■ **Saved entries**
/---
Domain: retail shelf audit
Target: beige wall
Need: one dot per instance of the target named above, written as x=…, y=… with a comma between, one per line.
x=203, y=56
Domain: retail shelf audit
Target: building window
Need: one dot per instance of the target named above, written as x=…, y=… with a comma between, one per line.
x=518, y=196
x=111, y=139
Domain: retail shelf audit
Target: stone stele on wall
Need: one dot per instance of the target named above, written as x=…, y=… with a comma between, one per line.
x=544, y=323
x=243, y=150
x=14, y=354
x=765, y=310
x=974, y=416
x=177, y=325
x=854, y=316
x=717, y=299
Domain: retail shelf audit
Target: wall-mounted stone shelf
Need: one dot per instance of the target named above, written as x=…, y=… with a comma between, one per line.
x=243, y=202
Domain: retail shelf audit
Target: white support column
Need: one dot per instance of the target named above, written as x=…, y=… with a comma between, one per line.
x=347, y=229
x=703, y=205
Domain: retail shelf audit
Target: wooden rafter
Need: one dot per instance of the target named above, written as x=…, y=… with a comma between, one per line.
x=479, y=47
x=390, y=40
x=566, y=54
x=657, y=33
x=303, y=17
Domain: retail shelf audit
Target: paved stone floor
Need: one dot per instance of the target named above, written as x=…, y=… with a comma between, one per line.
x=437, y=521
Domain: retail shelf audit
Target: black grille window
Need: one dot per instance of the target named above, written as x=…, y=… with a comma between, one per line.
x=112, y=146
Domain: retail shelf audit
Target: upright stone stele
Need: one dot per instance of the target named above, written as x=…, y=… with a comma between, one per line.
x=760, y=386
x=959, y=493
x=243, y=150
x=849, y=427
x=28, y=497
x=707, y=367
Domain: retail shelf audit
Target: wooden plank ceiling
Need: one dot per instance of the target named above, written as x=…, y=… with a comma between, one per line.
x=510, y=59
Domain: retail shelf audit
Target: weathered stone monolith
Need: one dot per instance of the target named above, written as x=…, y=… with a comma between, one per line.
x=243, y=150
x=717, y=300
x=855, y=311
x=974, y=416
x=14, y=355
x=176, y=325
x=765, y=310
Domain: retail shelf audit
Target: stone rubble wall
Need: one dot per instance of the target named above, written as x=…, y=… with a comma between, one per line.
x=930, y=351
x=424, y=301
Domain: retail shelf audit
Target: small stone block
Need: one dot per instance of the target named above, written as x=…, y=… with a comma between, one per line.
\---
■ **EXERCISE DIRECTIONS**
Output the lines from the start of the saved entries through the line containing "x=111, y=139", both included, as a Markdown table with the columns Number and Entry line, leaving out any blank lines.

■ **TASK RESPONSE**
| Number | Entry line |
|---|---|
| 1 | Domain: retail shelf audit |
| 2 | Target: beige wall |
| 3 | Need: one dot per instance of the target named above, written as x=…, y=… with a comma between, one per line. |
| 4 | x=203, y=56 |
| 5 | Domain: retail shelf audit |
| 6 | Target: building window |
| 7 | Need: one dot per instance of the target named above, written as x=…, y=… with a comma between, one per line. |
| 8 | x=518, y=196 |
| 9 | x=111, y=139 |